*BRIEF*.
Below are some records; return each one exactly as written.

*EXERCISE MATERIALS*.
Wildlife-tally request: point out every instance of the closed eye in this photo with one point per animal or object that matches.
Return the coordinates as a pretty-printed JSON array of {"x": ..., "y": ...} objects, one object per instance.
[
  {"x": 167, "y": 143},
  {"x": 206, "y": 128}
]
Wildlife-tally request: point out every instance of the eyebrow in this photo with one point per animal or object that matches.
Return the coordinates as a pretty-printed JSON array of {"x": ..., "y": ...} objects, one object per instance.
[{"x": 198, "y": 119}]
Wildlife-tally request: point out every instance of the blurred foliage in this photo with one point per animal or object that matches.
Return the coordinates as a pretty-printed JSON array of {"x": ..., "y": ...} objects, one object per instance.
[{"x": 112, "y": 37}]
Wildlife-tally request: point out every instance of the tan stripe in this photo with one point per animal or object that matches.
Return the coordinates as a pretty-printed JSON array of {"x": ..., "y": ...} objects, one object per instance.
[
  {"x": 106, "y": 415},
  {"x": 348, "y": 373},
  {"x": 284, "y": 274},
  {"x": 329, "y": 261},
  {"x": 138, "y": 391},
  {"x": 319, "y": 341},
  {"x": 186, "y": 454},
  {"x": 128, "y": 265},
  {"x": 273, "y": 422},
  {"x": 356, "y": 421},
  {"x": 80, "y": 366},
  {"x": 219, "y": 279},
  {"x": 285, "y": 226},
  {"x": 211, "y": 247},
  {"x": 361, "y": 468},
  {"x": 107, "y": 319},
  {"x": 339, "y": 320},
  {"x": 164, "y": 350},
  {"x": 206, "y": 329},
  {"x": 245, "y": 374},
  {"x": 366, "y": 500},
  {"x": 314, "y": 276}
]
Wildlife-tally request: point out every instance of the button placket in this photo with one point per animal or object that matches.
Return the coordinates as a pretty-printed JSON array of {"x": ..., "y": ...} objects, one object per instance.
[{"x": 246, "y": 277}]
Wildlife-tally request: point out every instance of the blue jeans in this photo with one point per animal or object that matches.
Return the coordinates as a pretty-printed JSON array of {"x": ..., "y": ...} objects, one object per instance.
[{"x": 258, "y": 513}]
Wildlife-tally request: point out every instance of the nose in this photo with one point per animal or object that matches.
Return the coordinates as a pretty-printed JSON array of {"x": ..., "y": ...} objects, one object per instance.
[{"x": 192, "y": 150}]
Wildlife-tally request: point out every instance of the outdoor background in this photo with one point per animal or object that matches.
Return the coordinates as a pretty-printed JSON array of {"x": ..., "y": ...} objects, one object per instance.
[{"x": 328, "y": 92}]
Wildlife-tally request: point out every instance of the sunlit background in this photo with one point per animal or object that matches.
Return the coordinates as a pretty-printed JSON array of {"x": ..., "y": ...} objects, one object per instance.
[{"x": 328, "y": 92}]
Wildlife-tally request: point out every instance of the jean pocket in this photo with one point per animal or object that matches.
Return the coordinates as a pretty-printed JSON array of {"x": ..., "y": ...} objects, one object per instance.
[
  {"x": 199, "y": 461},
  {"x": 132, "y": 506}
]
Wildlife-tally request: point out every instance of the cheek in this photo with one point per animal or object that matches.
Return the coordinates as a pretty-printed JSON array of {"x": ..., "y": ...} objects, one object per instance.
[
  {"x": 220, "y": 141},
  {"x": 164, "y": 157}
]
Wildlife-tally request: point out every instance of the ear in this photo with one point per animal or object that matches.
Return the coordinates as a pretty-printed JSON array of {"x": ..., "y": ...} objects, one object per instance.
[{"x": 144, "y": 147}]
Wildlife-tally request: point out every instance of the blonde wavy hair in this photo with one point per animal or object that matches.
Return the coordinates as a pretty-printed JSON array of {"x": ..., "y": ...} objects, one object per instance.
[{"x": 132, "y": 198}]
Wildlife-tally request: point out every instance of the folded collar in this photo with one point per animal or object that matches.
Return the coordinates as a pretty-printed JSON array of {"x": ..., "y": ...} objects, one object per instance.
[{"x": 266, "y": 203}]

*SOLUTION TO THE PROBLEM*.
Wildlife-tally request: point out every instance of the closed eye in this photo with one point per animal or object that matches.
Return the coordinates as a pretty-printed JSON array of {"x": ..., "y": ...} objects, one object per instance.
[
  {"x": 167, "y": 143},
  {"x": 206, "y": 128}
]
Wildlife-tally request: point out every instance of the eyebrow in this photo with one point per animal or object that matches.
Return the coordinates as a pretty-printed JSON array of {"x": ..., "y": ...} objects, one object per instance.
[{"x": 198, "y": 119}]
Wildlife-tally request: point out every instance of the blurred foliage in this photo with one point per animal or object that matches.
Return the coordinates as a pretty-printed JSON array of {"x": ..., "y": ...} objects, one object per instance.
[{"x": 112, "y": 37}]
Wildlife-tally request: point out every instance of the tan stripe in this photo with one point per animal or object that matches.
Return the coordinates as a pretty-printed JSON array of {"x": ..., "y": ...} objects, one object per instance.
[
  {"x": 106, "y": 415},
  {"x": 348, "y": 373},
  {"x": 284, "y": 274},
  {"x": 329, "y": 261},
  {"x": 138, "y": 391},
  {"x": 319, "y": 341},
  {"x": 186, "y": 454},
  {"x": 128, "y": 265},
  {"x": 273, "y": 422},
  {"x": 356, "y": 421},
  {"x": 80, "y": 366},
  {"x": 219, "y": 279},
  {"x": 285, "y": 226},
  {"x": 211, "y": 247},
  {"x": 361, "y": 468},
  {"x": 107, "y": 319},
  {"x": 339, "y": 320},
  {"x": 164, "y": 350},
  {"x": 206, "y": 329},
  {"x": 245, "y": 374},
  {"x": 366, "y": 500},
  {"x": 314, "y": 276}
]
Wildlife-tally request: point out every instance of the button placket in this photo with one point per animal or object that matches.
Return the coordinates as a pretty-printed JSON array of {"x": ..., "y": ...} objects, one object per instance.
[{"x": 246, "y": 277}]
Wildlife-tally request: point out every instance of the blue jeans in this photo with one point per animal or object that matches.
Return the coordinates as a pretty-printed JSON array of {"x": ..., "y": ...} objects, one object per instance.
[{"x": 258, "y": 513}]
Wildlife-tally request: point out every instance of the nose in this photo with one point per animal or object that matches.
Return the coordinates as a pretty-printed JSON array of {"x": ..., "y": ...} objects, one object per instance.
[{"x": 192, "y": 150}]
Wildlife-tally request: point out every instance of the outdoor background in this photo with one point per animal or object that matches.
Return the coordinates as a pretty-printed JSON array of {"x": ..., "y": ...} objects, one object per instance.
[{"x": 328, "y": 92}]
Wildlife-tally request: point out every instance of the sunlit background in this photo with one point per animal or object that matches.
Return the coordinates as a pretty-printed JSON array of {"x": ..., "y": ...} objects, one object per instance.
[{"x": 328, "y": 92}]
Wildlife-tally request: point out every instance of the jean pocket in this photo with one point per animal or object that matches.
Return the coordinates as a pretty-printed JSON array of {"x": ..., "y": ...} objects, one object per instance.
[
  {"x": 199, "y": 461},
  {"x": 132, "y": 506}
]
Wildlife-tally request: point out every instance of the cheek in this photo with one point per animal or object that matches.
Return the coordinates as a pretty-printed JSON array of {"x": ..., "y": ...} objects, one object per instance.
[
  {"x": 220, "y": 141},
  {"x": 164, "y": 157}
]
Wildlife-tally request: point out every instance of the ear in this photo with one point per animal or object that matches.
Return the coordinates as a pretty-printed JSON array of {"x": ..., "y": ...} objects, one object per instance.
[{"x": 144, "y": 147}]
Wildlife-tally request: point out every instance of the blonde wavy hair in this photo with one point per animal or object that matches.
Return the coordinates as a pretty-printed JSON array of {"x": ..., "y": ...} objects, one object per instance.
[{"x": 132, "y": 198}]
Wildlife-tally request: point out every instance of the folded collar in this photo with one point per animal or object that matches.
Return the coordinates as a pretty-printed JSON array of {"x": ..., "y": ...} objects, one object per instance.
[{"x": 266, "y": 203}]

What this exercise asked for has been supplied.